[Extracted text]:
※ ※ ※

Tuesday, July 14, 2009

The Gender Wars Come to the Kitchen

Decades of debate about gender differences... decades of heavy thinking about whether gender is socially constructed or biologically determined... decades of effort to produce gender equality in the home and the workplace... and we arrive at this:

"A few weeks ago, Jane Wilcox and her live-in boyfriend had a blowout argument over a kitchen sponge that was left in the sink. There was ranting and accusations of shoddy housekeeping. He packed a bag and prepared to spend the night in a second home on their property."

This lines open an Elizabeth Bernstein column in today's Wall Street Journal. Link here.

I will add that Jane Wilcox is not a child. At age 52 she is a fully grown adult. And she is surely enlightened; she and her male mate have bypassed the institution of marriage. Better yet, she has a name, but, in the Journal, her boyfriend does not.

You take a mature, enlightened couple, a couple that is surely cognizant of all the latest thinking about gender differences, you put them in the kitchen together, and they go to war.

If they wrote the story, it would be called: My kingdom for a sponge!

Apparently, they have not drawn any lessons from Mars or Venus, and have ignored all of Deborah Tannen's contributions to the debate.

Bernstein is correct to note that men and women have different conversational styles. But note how she defines them. To her, women overfeel and overshare, while men underfeel and undershare. Thus, she recommends, reasonably enough, that women share less and that men share more... feelings, that is.

(She does not offer a solution to the real issue: how they should share housework.)

I believe that Bernstein is one of the first to suggest women should express fewer of their feelings and that they should not expect a reciprocal exchange of feelings from the men in their lives.

※ ※ ※

[Supplied material]:

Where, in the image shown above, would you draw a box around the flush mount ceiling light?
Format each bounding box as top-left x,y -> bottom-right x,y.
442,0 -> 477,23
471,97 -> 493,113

※ ※ ※

[Work instructions]:
a: Determine whether each of the following statements agrees with the post on the gender wars in the kitchen: (i) Jane Wilcox is 52 years old; (ii) Bernstein proposes a solution for how couples should share housework; (iii) after the argument, the boyfriend prepared to spend the night in a hotel. For each, answer yes or no and quote the words of the post that decide it.
b: Reproduce everything in the post on the gender wars in the kitchen from "If they wrote" down to "to the debate.", swapping "contributions" for "writings".

[Answers to the problems]:
a:
(i) Yes: "At age 52 she is a fully grown adult."
(ii) No: "She does not offer a solution to the real issue: how they should share housework."
(iii) No: "He packed a bag and prepared to spend the night in a second home on their property."

b:
If they wrote the story, it would be called: My kingdom for a sponge!

Apparently, they have not drawn any lessons from Mars or Venus, and have ignored all of Deborah Tannen's writings to the debate.